— PROBLEMS TO WORK ON —
(a) Translate this sentence from the court opinion excerpt into Spanish: "The right to control the cash collateral account is valuable, regardless of the threat of bankruptcy."
(b) Please reproduce the court opinion excerpt, starting at "A handful of" and ending at "parent, USG Corp.".
(c) Carry on the court opinion excerpt from its final sentence, writing the passage that follows.

A handful of other issues remain. First, there is no evidence to support defendant's allegations that plaintiff acted in bad faith by (1) making the proposed price adjustment; (2) requesting that the account be controlled by USG rather than La Mirada; and (3) coercing defendant with the possibility that USG would declare bankruptcy. Defendant argues that if La Mirada has control over the money, it will be able to use the prospect of bankruptcy to "coerce defendants into a compromise of otherwise meritorious positions . . . ." (Def. Mem. at 11) Defendant asserts that plaintiff is threatening defendants with the prospect of delay and/or a bankruptcy filing by plaintiff's parent, USG Corp.
However, plaintiff's motion is not an unlawful threat. Plaintiff simply seeks the advantage it gained as a natural consequence of the bargained-for agreements. The right to control the cash collateral account is valuable, regardless of the threat of bankruptcy. "A threat to insist on one's legal rights is not a wrongful threat . . . ." Manufacturers Hanover Trust Co. v. Jayhawk Assocs., 766 F. Supp. 124, 128 (S.D.N.Y. 1991).
Second, there is no evidence to support an unclean hands defense. The Supreme Court has held that a party who acts unconscionably or in bad faith with respect to the subject matter of the litigation is precluded from obtaining equitable relief. See, e.g., Precision Instrument Mfg. Co. v. Automotive Maintenance Machinery Co., 324 U.S. 806, 814, 65 S. Ct. 993, 997, 89 L. Ed. 1381 (1945). However, as stated above, defendant may not maintain an unclean hands defense based on La Mirada's use of its bargained-for rights. Moreover, although La Mirada admits it owes Wassall USA money in connection with the counterclaim, it was Wassall USA -- not La Mirada -- that breached its obligations under the Asset Purchase Agreement.

Lines from a pointing dataset:
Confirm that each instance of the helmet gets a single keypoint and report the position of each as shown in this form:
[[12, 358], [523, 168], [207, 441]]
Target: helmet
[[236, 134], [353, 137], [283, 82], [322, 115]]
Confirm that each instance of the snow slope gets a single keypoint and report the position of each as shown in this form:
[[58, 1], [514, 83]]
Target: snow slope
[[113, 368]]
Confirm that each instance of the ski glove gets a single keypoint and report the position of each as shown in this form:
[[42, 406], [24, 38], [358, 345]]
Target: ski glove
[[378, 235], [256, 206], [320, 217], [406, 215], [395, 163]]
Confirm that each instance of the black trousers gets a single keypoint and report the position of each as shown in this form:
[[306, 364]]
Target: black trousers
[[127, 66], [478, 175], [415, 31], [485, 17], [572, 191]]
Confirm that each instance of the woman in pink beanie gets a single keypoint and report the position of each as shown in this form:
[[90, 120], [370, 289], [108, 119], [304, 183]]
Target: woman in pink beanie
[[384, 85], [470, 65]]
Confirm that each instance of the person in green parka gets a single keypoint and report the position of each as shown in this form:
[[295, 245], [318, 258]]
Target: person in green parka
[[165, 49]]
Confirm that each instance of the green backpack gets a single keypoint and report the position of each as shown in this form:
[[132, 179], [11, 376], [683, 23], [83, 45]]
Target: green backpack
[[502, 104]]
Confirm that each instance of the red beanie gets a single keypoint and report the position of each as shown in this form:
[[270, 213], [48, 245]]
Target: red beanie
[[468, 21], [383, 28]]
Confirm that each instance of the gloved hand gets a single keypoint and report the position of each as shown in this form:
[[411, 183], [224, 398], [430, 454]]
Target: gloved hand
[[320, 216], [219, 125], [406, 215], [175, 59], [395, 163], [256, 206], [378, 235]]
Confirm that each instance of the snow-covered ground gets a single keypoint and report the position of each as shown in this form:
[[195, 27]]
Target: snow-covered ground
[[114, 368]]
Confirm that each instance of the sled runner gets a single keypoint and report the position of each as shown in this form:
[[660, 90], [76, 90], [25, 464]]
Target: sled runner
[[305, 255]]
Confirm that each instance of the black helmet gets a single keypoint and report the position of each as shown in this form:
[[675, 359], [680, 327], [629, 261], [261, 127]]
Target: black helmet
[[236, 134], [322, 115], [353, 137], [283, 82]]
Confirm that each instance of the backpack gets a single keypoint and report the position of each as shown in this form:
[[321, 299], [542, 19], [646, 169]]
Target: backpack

— EXERCISE RESULTS —
(a) El derecho a controlar la cuenta de garantía en efectivo es valioso, independientemente de la amenaza de quiebra.

(b)
A handful of other issues remain. First, there is no evidence to support defendant's allegations that plaintiff acted in bad faith by (1) making the proposed price adjustment; (2) requesting that the account be controlled by USG rather than La Mirada; and (3) coercing defendant with the possibility that USG would declare bankruptcy. Defendant argues that if La Mirada has control over the money, it will be able to use the prospect of bankruptcy to "coerce defendants into a compromise of otherwise meritorious positions . . . ." (Def. Mem. at 11) Defendant asserts that plaintiff is threatening defendants with the prospect of delay and/or a bankruptcy filing by plaintiff's parent, USG Corp.

(c)
Third, defendant's counterclaim should be stayed pending resolution of arbitration. See Nilsen v. Prudential-Bache Sec., 761 F. Supp. 279, 288 (S.D.N.Y. 1991) ("An order staying non-arbitrable claims is particularly appropriate if the arbitrable claims predominate . . . ."). The arbitration provision in the Asset Purchase Agreement relates solely to "disputes" over the purchase price adjustment. (Compl., Ex. A § 2.2) Defendant's counterclaim seeks payment of certain "Excluded Liabilities" and "Property Taxes." (Id. §§ 1.3(b), 11.3) These items do not relate to the purchase price adjustment dispute.
Fourth, as to attorneys' fees, in the Asset Purchase Agreement, defendant agreed to indemnify plaintiff from
any and all Liabilities resulting from non-fulfillment of any agreement on the part of [defendant Wassall USA] under the terms of this Agreement . . . .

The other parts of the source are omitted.